Stated goal -
Write out the entries again exactly as they are given.

Records excerpted from a collection -

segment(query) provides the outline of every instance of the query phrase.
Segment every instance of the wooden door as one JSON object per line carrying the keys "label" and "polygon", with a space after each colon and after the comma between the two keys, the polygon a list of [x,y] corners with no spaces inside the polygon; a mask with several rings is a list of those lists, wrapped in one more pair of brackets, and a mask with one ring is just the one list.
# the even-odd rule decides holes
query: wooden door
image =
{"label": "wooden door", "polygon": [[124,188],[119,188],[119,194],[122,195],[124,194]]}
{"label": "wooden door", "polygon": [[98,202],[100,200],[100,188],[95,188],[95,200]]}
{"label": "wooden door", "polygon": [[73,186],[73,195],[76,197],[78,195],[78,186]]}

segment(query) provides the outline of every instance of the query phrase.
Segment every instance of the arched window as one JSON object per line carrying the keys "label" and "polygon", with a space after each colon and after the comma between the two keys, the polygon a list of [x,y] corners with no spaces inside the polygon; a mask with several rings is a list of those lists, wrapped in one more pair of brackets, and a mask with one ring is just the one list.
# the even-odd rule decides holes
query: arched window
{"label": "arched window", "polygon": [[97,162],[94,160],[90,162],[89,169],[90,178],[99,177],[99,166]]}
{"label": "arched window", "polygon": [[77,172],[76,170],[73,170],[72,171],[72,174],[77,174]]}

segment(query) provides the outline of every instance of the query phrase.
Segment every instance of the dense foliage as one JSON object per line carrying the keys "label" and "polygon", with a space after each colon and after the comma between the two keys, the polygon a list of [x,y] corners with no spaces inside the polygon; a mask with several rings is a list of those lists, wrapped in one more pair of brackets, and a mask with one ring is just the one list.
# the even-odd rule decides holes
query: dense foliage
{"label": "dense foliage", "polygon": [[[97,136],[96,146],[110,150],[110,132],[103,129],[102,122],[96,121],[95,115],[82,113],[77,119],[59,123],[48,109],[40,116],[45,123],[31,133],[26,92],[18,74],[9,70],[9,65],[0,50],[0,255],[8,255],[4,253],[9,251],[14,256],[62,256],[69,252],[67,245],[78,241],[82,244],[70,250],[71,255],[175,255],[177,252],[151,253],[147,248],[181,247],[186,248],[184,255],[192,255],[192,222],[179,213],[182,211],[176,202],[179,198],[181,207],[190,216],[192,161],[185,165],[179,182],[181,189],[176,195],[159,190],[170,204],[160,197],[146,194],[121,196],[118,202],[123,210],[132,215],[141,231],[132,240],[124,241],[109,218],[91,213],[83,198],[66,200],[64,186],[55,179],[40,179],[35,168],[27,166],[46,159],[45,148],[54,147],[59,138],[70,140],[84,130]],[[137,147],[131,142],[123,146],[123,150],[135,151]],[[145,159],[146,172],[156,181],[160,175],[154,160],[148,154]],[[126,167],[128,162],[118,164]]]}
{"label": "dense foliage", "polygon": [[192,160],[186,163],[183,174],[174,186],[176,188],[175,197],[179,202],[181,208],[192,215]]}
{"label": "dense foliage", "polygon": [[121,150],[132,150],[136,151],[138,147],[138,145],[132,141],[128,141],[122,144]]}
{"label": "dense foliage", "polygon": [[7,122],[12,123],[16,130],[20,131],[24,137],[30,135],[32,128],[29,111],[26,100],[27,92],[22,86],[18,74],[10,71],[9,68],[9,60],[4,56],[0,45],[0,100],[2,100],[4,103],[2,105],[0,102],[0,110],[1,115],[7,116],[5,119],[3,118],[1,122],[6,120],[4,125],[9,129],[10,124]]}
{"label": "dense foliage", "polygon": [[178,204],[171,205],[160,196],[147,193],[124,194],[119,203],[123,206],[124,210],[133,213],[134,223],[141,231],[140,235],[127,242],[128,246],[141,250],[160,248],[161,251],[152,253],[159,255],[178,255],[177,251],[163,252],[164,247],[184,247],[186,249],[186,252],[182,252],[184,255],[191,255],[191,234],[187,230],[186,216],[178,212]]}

The reply -
segment(query) provides the outline of every instance of the query phrase.
Segment every instance of the wooden door as one JSON object per line carrying the keys "label" and "polygon", with a space after each colon and after the comma between the two keys, the polygon a list of [x,y] corners with no spaces inside the polygon; a mask with several rings is a list of those lists, wrapped in one more pair of brackets, and a mask with one ring is just the one list.
# the even-odd rule decides holes
query: wooden door
image =
{"label": "wooden door", "polygon": [[124,188],[119,188],[119,194],[122,195],[124,194]]}
{"label": "wooden door", "polygon": [[98,202],[100,200],[100,188],[95,188],[95,200]]}
{"label": "wooden door", "polygon": [[73,186],[73,195],[76,197],[78,195],[78,186]]}

segment(query) provides the outline of every instance of the query phrase.
Segment every instance of the arched window as one JSON object per line carrying the keys "label" and "polygon", with a space after each colon and after the comma between the two keys, the polygon a list of [x,y] corners with no spaces inside the polygon; a mask with several rings is a list of those lists, wrapped in one more pair of brackets, and a mask with one ring is just the one list.
# the even-odd rule decides holes
query: arched window
{"label": "arched window", "polygon": [[97,162],[94,160],[90,162],[89,169],[90,178],[99,177],[99,166]]}
{"label": "arched window", "polygon": [[77,172],[76,170],[73,170],[72,171],[72,174],[77,174]]}

segment(query) provides the outline of every instance of the query phrase.
Segment every instance of the dense foliage as one JSON object per line carrying the keys "label" and "polygon", with a space after each colon and after the comma between the two keys, the polygon a list of [x,y] corners with no spaces inside the polygon; a mask with several rings is a list of those lists, wrapped in one more pair of brackets, and a mask with one ring is just the one list.
# the even-odd rule decides holes
query: dense foliage
{"label": "dense foliage", "polygon": [[[97,136],[96,146],[110,150],[110,132],[103,129],[102,122],[96,121],[95,115],[82,113],[77,119],[59,123],[48,109],[40,116],[45,123],[31,133],[26,92],[18,74],[9,70],[9,65],[0,50],[0,255],[8,255],[4,253],[9,251],[14,256],[62,256],[69,252],[67,245],[78,241],[82,244],[70,250],[71,255],[175,255],[177,252],[151,253],[147,248],[181,247],[186,248],[184,255],[192,255],[192,222],[179,213],[182,211],[176,202],[179,198],[181,207],[190,216],[192,161],[185,165],[179,182],[181,189],[176,195],[159,190],[170,204],[160,197],[146,194],[121,196],[118,202],[123,210],[132,215],[141,231],[132,240],[124,241],[109,218],[91,213],[83,198],[66,200],[64,186],[55,179],[40,179],[35,168],[27,166],[46,159],[45,148],[54,147],[59,138],[70,140],[84,130]],[[137,147],[131,142],[123,146],[123,150],[135,151]],[[145,159],[146,172],[156,181],[160,175],[154,160],[148,154]],[[126,167],[128,162],[118,164]]]}
{"label": "dense foliage", "polygon": [[192,160],[186,163],[183,174],[174,186],[176,188],[175,197],[179,202],[181,208],[192,215]]}
{"label": "dense foliage", "polygon": [[121,150],[132,150],[136,151],[138,147],[138,145],[132,141],[128,141],[122,144]]}
{"label": "dense foliage", "polygon": [[7,122],[12,123],[16,130],[20,131],[24,137],[30,135],[32,128],[29,111],[26,100],[27,92],[22,86],[18,74],[10,71],[9,68],[9,60],[4,56],[0,45],[0,100],[2,100],[4,103],[2,105],[0,102],[0,110],[1,115],[7,116],[5,119],[3,118],[1,122],[6,120],[4,125],[9,129],[10,124]]}
{"label": "dense foliage", "polygon": [[178,204],[171,205],[160,196],[147,193],[124,194],[119,203],[123,206],[124,210],[133,213],[134,223],[141,231],[140,235],[127,242],[128,246],[141,250],[160,248],[161,251],[152,253],[159,255],[178,255],[177,251],[163,252],[164,247],[184,247],[186,249],[186,252],[182,252],[184,255],[191,255],[191,234],[187,230],[186,216],[178,212]]}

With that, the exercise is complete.